## START Selection

Are your outliers corrupting your data variables so much that you have to mess with your data to interpret your distributions? Why not leave your data where it is and look at the documentation of the boxplot function to just show you only what you want to see which is everything except the outliers which are the dots on R's boxplot function? I could see outliers corrupting the mean. But the black line which a boxplot shows is the median, and it should not be so easily corrupted by outliers.
you can see a few outliers here:
boxplot(airquality$Ozone ~ airquality$Month)
I wonder how I make a boxplot without outliers? How about I look at the documentation?
?boxplot
boxplot(airquality$Ozone ~ airquality$Month, outline = FALSE)
What do you know? The outliers aren't there anymore. By default outliers show when outline is true. So you change it to false and they don't show.
If you want to do the same for your data just ...
boxplot(xf$V1, id.method="y", outline = FALSE)
If I want to remove some outliers from a column of this airquality dataframe.
View(airquality)
Then I can remove the outliers from the Ozone column like so ...
ozone <- boxplot(airquality$Ozone, outline = FALSE, plot = FALSE)
Let's see what we can take from here variable-wise. The outlier points of the ozone column from the airquality dataframe are in $out, so we just do this.
To show the outliers in ozone just do this.

## END Selection
## START Recorded data

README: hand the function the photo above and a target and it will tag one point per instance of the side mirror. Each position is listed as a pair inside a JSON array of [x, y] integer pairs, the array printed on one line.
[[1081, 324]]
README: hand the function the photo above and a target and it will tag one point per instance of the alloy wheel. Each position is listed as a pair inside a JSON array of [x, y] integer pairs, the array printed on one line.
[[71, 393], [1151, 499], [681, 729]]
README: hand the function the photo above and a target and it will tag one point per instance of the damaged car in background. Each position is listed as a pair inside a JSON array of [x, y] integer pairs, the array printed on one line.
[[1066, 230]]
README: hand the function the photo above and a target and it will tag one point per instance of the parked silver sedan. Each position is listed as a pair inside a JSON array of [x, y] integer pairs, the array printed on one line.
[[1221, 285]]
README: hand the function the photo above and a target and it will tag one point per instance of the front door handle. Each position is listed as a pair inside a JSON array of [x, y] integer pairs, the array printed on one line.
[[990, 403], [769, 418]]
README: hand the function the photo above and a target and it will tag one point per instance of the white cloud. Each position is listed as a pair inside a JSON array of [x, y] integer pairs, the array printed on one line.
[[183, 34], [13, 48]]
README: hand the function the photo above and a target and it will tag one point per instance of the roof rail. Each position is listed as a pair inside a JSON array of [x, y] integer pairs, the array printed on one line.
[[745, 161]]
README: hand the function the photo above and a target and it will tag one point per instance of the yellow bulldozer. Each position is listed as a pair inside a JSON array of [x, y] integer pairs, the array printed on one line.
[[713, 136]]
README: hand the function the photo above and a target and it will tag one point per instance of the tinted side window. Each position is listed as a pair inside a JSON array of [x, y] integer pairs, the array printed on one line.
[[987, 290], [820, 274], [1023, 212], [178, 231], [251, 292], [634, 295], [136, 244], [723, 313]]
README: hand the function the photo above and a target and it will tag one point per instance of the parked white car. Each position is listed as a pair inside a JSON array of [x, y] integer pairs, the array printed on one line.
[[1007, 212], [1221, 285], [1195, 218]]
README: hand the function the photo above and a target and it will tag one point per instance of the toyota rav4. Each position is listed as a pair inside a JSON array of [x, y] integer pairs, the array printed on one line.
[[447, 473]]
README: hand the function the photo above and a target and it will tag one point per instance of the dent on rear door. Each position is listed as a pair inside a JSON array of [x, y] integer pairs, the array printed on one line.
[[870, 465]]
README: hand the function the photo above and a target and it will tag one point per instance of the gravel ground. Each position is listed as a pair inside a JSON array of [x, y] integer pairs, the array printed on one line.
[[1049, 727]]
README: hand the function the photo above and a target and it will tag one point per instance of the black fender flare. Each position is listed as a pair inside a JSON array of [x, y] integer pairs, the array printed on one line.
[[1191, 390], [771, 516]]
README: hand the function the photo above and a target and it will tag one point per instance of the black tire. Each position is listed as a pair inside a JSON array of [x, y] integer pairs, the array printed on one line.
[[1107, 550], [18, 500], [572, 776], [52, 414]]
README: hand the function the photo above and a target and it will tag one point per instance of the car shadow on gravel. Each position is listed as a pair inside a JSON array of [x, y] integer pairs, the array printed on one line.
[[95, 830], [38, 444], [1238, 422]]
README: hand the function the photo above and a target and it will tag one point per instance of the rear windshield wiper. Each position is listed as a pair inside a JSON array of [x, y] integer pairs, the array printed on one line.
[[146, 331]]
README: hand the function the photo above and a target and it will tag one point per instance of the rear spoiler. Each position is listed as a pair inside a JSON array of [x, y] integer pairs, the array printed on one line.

## END Recorded data

▸ Goal 1: According to the post on hiding boxplot outliers, why do the outlier dots disappear from the airquality boxplot when the call includes outline = FALSE?
▸ Goal 2: Carry the post on hiding boxplot outliers forward from its last line.

▸ Expected output 1: By default, the boxplot function draws outliers because its outline argument is true. Setting outline = FALSE turns that off, so the outlier dots are no longer drawn.

▸ Expected output 2:
intersect(airquality$Ozone, ozone$out)
To show everything else in ozone just do this.
setdiff(airquality$Ozone, ozone$out)
I can pass this right to the boxplot function without specifying outline = FALSE, and I get the boxplot without the two outlier points.
boxplot(setdiff(airquality$Ozone, ozone$out))
If you want to readjust all your data, I would try tampering it. In my case I'm tampering with a dataframe which is called airquality.
tamper <- apply(airquality, 2, FUN = boxplot)
See all the things you can tamper with.
tamper$
tamper$Ozone
tamper$Ozone$out
It might take the for loop to tamper all the outliers (out) out.
But I have them all in one variable.
Now you can see the outliers in all the 6 columns of airquality. As you can see there are only two columns 1 (Ozone) and 3 (Wind) with outliers, and it shows them.
for(i in 1:length(tamper)){print(tamper[[i]]$out)}
[1] 135 168
numeric(0)
[1] 20.1 18.4 20.7
numeric(0)
numeric(0)
numeric(0)